---------- INFORMATION SUPPLIED ----------

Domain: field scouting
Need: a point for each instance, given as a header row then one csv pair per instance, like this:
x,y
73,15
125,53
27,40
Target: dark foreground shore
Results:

----------

TO DO:
Repeat the lines of this listing word for word.

COMPLETE RESPONSE:
Domain: field scouting
Need: a point for each instance, given as a header row then one csv pair per instance, like this:
x,y
73,15
125,53
27,40
Target: dark foreground shore
Results:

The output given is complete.